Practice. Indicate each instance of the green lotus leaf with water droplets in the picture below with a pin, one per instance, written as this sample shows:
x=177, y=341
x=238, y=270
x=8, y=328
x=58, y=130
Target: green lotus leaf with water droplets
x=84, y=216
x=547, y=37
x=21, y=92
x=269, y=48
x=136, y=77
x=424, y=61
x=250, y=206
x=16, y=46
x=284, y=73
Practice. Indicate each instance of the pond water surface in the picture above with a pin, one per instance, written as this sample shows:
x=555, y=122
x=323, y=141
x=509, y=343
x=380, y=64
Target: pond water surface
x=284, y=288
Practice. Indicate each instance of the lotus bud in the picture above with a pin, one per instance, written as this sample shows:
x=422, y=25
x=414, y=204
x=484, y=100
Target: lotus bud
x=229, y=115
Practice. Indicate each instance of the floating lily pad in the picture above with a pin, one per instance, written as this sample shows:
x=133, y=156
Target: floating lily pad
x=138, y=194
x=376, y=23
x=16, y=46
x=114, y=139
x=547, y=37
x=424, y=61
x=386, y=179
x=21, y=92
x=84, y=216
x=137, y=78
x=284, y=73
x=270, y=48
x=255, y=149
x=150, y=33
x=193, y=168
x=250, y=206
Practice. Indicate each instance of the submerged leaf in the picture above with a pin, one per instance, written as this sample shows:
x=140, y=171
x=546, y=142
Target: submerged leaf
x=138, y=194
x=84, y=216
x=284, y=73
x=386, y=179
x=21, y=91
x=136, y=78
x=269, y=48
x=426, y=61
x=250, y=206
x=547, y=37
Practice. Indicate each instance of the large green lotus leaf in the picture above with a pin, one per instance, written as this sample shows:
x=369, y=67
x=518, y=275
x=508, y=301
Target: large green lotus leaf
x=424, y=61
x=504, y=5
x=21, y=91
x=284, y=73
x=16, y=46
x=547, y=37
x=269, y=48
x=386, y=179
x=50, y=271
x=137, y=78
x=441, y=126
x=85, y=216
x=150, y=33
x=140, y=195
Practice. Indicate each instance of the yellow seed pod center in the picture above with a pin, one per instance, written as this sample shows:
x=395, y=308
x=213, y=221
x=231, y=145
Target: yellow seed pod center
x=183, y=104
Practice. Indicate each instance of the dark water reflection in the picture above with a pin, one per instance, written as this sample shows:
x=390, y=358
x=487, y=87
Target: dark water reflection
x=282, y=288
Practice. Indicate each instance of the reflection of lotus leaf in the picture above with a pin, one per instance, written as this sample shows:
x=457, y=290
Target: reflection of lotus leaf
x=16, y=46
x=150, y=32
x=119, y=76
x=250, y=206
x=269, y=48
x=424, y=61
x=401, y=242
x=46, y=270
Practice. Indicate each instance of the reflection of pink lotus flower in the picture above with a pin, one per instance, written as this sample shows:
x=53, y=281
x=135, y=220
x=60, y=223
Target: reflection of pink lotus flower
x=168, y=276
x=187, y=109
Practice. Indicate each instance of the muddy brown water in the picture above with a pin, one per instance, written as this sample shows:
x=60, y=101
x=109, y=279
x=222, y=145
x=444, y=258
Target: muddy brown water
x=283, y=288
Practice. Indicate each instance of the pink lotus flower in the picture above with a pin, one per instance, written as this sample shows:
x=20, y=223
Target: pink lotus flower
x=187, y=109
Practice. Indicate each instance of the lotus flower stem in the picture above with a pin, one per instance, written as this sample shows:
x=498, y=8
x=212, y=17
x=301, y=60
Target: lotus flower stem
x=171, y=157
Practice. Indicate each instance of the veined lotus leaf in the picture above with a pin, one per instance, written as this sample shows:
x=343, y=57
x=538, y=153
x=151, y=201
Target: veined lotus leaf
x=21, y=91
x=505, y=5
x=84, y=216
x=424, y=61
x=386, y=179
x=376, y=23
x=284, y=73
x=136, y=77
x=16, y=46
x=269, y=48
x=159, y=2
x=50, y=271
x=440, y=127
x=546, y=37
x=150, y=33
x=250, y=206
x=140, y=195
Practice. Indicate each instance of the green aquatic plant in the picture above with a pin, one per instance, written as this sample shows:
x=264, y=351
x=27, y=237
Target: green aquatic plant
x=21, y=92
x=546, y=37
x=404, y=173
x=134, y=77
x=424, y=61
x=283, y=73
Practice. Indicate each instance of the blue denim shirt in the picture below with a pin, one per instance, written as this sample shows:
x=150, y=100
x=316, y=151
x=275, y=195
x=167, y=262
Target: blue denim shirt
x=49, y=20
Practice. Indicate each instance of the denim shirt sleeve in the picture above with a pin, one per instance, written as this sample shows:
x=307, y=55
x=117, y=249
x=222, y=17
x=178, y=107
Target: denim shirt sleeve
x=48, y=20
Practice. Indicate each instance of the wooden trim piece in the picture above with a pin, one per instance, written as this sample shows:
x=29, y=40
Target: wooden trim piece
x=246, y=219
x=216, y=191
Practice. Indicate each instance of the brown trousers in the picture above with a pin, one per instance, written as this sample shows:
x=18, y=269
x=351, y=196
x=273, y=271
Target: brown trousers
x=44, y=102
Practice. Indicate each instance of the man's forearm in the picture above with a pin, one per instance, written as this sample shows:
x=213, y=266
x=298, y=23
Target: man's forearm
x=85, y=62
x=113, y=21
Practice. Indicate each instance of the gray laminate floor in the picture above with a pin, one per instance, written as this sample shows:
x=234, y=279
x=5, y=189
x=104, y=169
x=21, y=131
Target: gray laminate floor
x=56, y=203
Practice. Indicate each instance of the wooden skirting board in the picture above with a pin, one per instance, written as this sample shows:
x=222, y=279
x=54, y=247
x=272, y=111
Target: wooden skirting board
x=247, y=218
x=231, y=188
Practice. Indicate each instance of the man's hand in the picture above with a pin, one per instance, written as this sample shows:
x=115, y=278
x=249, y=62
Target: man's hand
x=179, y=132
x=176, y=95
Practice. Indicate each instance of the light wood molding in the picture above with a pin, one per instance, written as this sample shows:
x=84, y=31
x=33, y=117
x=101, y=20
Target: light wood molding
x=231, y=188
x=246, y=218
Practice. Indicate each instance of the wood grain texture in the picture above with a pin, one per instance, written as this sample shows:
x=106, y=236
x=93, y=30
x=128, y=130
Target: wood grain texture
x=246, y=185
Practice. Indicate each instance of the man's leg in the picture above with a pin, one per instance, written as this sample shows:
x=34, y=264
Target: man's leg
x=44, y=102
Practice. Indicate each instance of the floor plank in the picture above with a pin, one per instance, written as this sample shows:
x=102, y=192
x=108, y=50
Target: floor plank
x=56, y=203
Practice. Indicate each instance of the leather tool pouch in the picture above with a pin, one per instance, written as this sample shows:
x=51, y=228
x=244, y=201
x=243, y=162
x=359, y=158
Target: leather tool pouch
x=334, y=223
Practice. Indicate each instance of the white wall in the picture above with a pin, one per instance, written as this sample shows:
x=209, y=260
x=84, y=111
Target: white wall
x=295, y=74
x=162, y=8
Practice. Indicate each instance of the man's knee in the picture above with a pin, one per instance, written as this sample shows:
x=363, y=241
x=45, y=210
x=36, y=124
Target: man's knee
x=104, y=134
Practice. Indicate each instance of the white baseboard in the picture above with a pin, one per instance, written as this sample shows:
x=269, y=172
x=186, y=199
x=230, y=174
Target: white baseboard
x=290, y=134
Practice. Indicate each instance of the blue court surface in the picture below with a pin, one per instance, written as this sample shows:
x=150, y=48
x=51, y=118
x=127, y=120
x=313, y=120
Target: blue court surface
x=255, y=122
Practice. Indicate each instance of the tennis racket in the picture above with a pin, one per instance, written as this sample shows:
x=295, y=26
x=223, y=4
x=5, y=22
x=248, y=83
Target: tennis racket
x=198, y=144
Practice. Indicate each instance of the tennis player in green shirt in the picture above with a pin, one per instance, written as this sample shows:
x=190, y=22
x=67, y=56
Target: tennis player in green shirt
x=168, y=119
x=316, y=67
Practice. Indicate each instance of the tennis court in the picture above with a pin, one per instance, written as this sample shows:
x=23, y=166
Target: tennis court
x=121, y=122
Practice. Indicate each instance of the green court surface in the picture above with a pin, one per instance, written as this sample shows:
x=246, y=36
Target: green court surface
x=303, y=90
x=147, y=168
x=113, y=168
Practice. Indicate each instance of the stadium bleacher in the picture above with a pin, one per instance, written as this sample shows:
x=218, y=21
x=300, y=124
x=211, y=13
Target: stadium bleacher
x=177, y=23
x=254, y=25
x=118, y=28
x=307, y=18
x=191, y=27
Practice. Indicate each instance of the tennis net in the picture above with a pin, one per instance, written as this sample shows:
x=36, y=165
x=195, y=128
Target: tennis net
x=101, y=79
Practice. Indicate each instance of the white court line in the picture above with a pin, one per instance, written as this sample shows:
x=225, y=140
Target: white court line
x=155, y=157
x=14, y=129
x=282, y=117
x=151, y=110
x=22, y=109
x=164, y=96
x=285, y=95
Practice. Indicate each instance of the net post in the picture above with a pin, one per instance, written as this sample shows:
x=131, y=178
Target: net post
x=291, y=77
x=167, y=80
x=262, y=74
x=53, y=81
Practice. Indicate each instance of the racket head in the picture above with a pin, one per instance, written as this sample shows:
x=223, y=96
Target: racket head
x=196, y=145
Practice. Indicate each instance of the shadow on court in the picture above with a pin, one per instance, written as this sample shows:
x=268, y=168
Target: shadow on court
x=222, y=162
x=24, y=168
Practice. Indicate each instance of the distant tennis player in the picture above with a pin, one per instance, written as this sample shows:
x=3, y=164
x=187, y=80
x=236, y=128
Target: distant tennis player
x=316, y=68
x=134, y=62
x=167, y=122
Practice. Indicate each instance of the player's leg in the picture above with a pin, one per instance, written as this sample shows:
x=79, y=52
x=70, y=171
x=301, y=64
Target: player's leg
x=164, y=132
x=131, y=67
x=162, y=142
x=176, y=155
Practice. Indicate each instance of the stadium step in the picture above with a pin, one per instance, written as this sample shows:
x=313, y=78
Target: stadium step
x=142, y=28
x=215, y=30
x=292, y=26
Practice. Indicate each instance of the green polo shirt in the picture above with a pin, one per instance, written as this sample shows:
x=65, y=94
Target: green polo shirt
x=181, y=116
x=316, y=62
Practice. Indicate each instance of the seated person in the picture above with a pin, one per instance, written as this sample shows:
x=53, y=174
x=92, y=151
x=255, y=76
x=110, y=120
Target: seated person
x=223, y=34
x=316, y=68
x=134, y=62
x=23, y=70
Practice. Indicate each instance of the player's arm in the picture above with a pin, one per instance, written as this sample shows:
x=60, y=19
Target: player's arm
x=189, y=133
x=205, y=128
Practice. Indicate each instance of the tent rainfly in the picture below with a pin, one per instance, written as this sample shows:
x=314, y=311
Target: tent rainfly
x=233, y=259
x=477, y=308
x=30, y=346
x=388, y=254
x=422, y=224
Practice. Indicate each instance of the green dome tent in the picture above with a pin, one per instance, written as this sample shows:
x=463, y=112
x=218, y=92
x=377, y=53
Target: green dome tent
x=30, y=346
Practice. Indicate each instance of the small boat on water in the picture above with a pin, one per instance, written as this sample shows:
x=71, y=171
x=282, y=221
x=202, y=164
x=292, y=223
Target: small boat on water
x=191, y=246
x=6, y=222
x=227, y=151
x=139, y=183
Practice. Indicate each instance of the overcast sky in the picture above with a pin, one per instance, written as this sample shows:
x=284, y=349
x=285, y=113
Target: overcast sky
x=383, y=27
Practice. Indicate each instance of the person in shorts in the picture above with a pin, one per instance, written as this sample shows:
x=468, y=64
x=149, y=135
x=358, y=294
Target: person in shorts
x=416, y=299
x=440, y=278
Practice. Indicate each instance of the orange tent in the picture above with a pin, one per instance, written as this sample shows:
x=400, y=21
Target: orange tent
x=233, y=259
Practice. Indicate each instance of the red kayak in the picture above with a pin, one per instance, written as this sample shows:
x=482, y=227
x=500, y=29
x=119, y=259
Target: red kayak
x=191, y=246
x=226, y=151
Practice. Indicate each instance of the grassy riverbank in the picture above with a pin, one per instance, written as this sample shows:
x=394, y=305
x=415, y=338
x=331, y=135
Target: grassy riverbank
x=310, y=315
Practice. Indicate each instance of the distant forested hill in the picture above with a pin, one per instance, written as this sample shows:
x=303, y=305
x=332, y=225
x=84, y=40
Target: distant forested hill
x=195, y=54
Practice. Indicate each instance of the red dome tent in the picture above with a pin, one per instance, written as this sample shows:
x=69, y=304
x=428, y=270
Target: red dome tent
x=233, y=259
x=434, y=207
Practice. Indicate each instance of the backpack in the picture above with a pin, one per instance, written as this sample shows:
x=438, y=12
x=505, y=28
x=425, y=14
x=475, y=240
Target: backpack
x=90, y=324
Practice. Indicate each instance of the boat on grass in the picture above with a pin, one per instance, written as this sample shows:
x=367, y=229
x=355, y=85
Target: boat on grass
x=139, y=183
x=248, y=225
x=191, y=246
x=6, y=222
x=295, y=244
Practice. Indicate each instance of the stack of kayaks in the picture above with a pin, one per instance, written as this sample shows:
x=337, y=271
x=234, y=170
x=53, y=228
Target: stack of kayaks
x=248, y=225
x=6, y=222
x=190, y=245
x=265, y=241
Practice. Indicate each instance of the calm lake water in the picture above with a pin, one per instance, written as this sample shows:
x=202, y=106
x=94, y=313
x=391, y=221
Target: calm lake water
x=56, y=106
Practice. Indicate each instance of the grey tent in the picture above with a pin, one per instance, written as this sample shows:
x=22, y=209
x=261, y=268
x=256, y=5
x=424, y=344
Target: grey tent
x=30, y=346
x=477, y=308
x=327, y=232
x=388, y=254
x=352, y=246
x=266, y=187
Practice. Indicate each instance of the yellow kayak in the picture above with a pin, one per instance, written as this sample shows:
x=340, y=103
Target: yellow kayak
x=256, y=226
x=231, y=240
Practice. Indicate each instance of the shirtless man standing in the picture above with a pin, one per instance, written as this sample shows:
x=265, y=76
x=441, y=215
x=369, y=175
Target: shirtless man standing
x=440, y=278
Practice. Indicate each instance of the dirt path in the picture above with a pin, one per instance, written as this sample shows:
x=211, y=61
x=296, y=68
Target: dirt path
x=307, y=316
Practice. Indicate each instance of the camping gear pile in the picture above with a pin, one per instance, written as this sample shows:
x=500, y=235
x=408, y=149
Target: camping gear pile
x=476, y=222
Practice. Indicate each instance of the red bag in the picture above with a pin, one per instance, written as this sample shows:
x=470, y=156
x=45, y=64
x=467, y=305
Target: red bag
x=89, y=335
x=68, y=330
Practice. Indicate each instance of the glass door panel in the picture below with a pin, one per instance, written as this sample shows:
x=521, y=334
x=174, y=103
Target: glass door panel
────────────────────
* _WHAT TO DO_
Could you copy out the part of the material that opens with the line containing "Practice. Indicate each instance of the stadium step" and closes with the line containing "x=292, y=26", both lines included, keeping every character unchanged?

* _REPLY TO THE EXERCISE_
Practice. Indicate each instance of the stadium step in the picture above with a pin, one per instance, written as this sample shows:
x=313, y=78
Target: stadium step
x=142, y=28
x=215, y=30
x=292, y=26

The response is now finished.